* Consigne 1: Extrayez du texte fourni le passage qui va de « Le Midrach Rabba » à « cet enseignement ? », ces deux bornes comprises.
* Consigne 2:
Pour chaque affirmation ci-dessous, dites par oui ou par non si le texte fourni la confirme, en citant mot pour mot les mots du texte qui tranchent.
(a) Le mot Yabacha n’apparaît que trois fois dans la Torah.
(b) La mer fut repoussée par un puissant vent d’occident.
(c) Les deux versets comparés ont quatre éléments en commun.
* Consigne 3: D’après le texte fourni, quels sont les trois éléments communs aux deux versets rapprochés ?

* Texte fourni:
« Les enfants d’Israël vinrent au milieu de la mer à sec, et les eaux étaient pour eux une muraille, à leur droite et à leur gauche. » (Chémot 14,22)
Le Midrach Rabba (Chémot 21,10) raconte que lorsqu’une mère marchait et que son enfant, qu’elle portait dans les bras, pleurait, elle tendait sa main, cueillait une pomme ou une grenade et la lui donnait…
Quand le peuple traversa la Mer des Joncs, il bénéficia d’un autre miracle, en plus du prodige de l’ouverture même de la mer. En effet des arbres fruitiers pouvaient les nourrir. Mais pourquoi nos Sages estimèrent-ils nécessaire d’ajouter des prodiges à ceux décrits par le ’Houmach ? Par ailleurs, sur quels versets ce Midrach se base-t-il ; d’où nos Sages tirent-ils cet enseignement ?
Pour répondre à ces questions, comparons deux épisodes centraux de la Torah – l’ouverture de la Mer des Joncs et la Création du monde. Plusieurs termes communs sont utilisés dans les deux récits. Tout d’abord, avant l’ouverture de la Mer, le verset affirme : « … Moché étendit sa main sur la mer, Hachem fit aller la mer par un puissant vent d’orient, toute la nuit »[1]. Et lors de la Création, la Torah dit : « Les ténèbres étaient sur la face de l’abîme et le souffle de D.ieu planait sur la face des eaux »[2]. Ces deux versets ont trois éléments en commun – l’obscurité, le vent et l’eau. Par ailleurs, ces deux grands Événements évoquent lumière et obscurité[3]. Et peu après l’ouverture de la Mer, on nous raconte que le peuple juif la traversa : « Les enfants d’Israël vinrent au milieu de la mer à sec, et les eaux étaient pour eux une muraille, à leur droite et à leur gauche »[4]. Dans Béréchit, après la séparation des eaux, c’est la terre qui fut créée. « D.ieu dit : "Que soient rassemblées les eaux de sous les cieux vers un endroit unique, que la terre sèche soit vue." Et il en fut ainsi. »[5] Pour parler de terre sèche, on emploie le mot Yabacha, qui n’apparait que trois fois dans la Torah[6], dont deux fois dans les versets précités, d’où le lien évident entre ces événements. Dans les deux cas, l’eau s’est retirée pour laisser apparaitre la terre sèche. Celle-ci a le même but dans les deux récits – lors de la Création, elle devait faciliter le développement de la vie animale et humaine et lors de la traversée de la Mer, elle permit la survie des humains (le peuple juif) et de leurs bêtes.

* Données fournies:
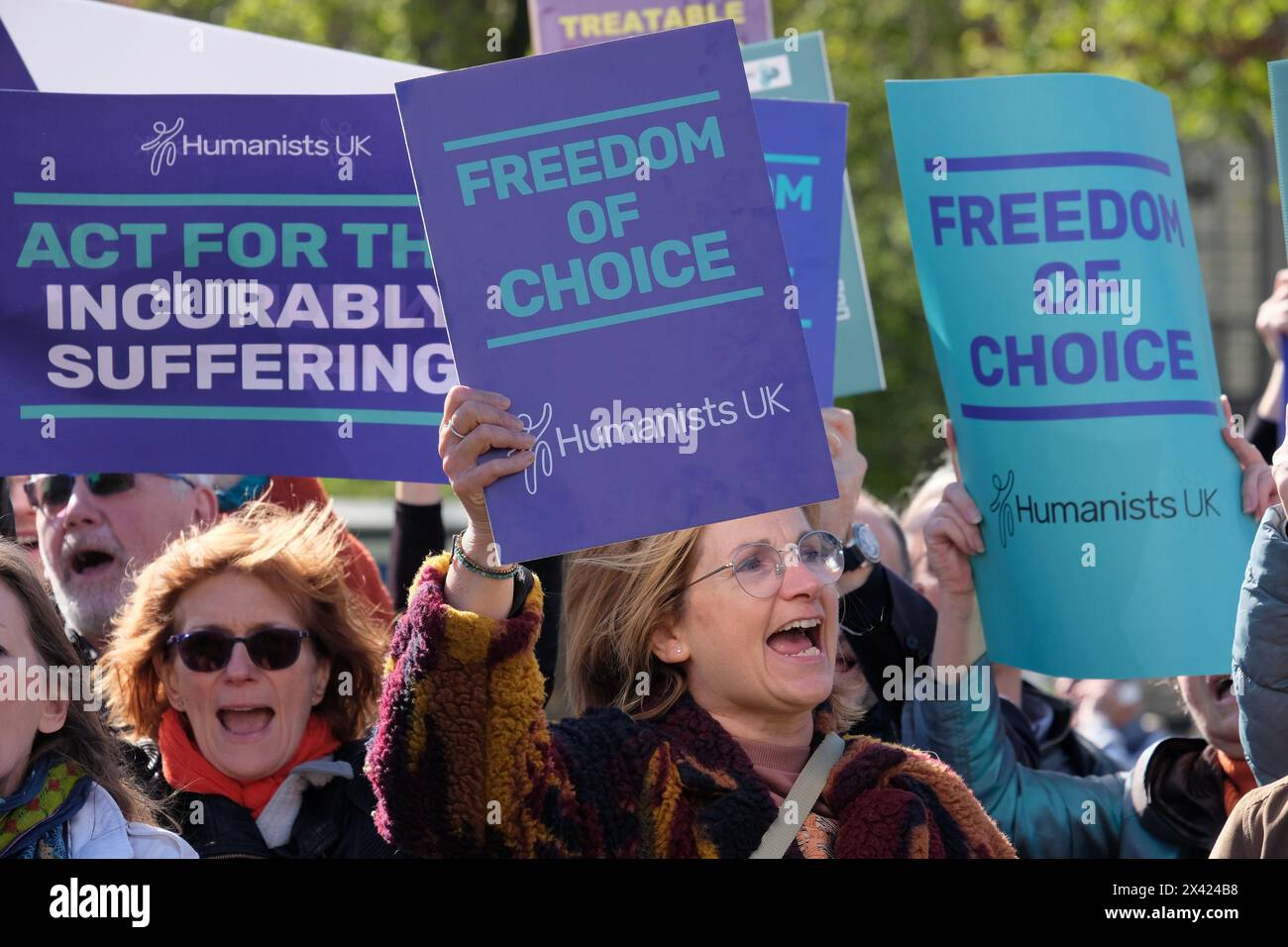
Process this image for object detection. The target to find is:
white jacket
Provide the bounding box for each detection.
[67,784,197,858]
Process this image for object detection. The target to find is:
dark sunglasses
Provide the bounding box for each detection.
[22,474,196,517]
[166,627,310,674]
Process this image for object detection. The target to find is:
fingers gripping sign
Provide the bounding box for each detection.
[1221,394,1283,520]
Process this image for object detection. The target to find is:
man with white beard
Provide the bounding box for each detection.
[26,473,219,657]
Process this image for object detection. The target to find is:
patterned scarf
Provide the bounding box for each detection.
[0,756,93,858]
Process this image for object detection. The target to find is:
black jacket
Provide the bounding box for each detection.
[132,740,398,858]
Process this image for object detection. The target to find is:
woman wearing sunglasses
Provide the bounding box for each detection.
[369,386,1014,858]
[102,504,393,858]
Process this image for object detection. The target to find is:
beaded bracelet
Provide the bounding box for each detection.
[452,533,519,579]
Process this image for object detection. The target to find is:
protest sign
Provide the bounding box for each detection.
[752,99,847,404]
[0,0,438,94]
[742,33,885,397]
[1267,59,1288,443]
[0,91,455,480]
[396,22,836,561]
[886,74,1254,678]
[0,12,36,90]
[528,0,774,53]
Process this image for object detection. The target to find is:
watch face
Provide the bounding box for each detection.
[854,523,881,562]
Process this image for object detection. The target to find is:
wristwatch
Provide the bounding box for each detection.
[845,523,881,573]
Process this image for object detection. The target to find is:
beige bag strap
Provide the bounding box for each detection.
[751,733,845,858]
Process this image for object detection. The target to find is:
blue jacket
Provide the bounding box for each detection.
[1233,506,1288,786]
[903,656,1225,858]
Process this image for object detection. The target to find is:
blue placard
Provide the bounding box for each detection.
[886,74,1253,678]
[396,21,836,561]
[752,99,849,404]
[0,93,456,480]
[742,33,886,395]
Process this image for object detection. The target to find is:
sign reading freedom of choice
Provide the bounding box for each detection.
[742,33,885,397]
[0,91,456,480]
[528,0,774,53]
[396,21,836,561]
[886,74,1254,678]
[752,99,849,404]
[1267,59,1288,443]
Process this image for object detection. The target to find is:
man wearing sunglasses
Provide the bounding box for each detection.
[25,473,219,653]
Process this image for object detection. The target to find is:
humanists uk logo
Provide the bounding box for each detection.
[988,471,1224,548]
[139,116,373,176]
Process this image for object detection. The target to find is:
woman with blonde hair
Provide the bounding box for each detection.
[369,386,1013,858]
[0,540,196,858]
[100,502,393,858]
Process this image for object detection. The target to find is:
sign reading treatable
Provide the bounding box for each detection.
[0,91,456,480]
[886,74,1254,678]
[396,22,836,561]
[528,0,774,53]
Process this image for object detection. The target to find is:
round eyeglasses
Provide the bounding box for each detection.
[690,530,845,599]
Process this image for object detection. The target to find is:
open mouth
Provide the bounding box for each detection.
[218,707,274,737]
[767,618,823,659]
[68,549,116,576]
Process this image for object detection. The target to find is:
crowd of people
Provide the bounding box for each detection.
[0,270,1288,858]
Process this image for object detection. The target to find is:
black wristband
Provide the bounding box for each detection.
[506,565,535,618]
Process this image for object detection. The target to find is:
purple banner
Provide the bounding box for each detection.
[0,91,456,480]
[396,22,836,561]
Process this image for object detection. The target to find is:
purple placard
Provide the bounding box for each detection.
[396,22,836,561]
[528,0,774,53]
[0,21,36,91]
[752,99,849,404]
[0,91,456,480]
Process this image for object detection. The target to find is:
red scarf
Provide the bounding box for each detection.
[1216,750,1257,815]
[159,707,340,818]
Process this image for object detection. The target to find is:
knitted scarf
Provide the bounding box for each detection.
[0,755,93,858]
[158,707,340,818]
[1216,750,1257,815]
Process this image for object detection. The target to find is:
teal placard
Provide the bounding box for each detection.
[886,74,1254,678]
[742,33,885,397]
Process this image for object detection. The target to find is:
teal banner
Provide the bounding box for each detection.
[886,74,1254,678]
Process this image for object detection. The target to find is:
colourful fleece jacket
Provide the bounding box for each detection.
[368,556,1015,858]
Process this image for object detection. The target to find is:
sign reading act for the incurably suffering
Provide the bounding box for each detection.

* Réponse 1:
Le Midrach Rabba (Chémot 21,10) raconte que lorsqu’une mère marchait et que son enfant, qu’elle portait dans les bras, pleurait, elle tendait sa main, cueillait une pomme ou une grenade et la lui donnait…
Quand le peuple traversa la Mer des Joncs, il bénéficia d’un autre miracle, en plus du prodige de l’ouverture même de la mer. En effet des arbres fruitiers pouvaient les nourrir. Mais pourquoi nos Sages estimèrent-ils nécessaire d’ajouter des prodiges à ceux décrits par le ’Houmach ? Par ailleurs, sur quels versets ce Midrach se base-t-il ; d’où nos Sages tirent-ils cet enseignement ?

* Réponse 2:
(a) Oui : « qui n’apparait que trois fois dans la Torah »
(b) Non : « par un puissant vent d’orient »
(c) Non : « Ces deux versets ont trois éléments en commun »

* Réponse 3: L’obscurité, le vent et l’eau.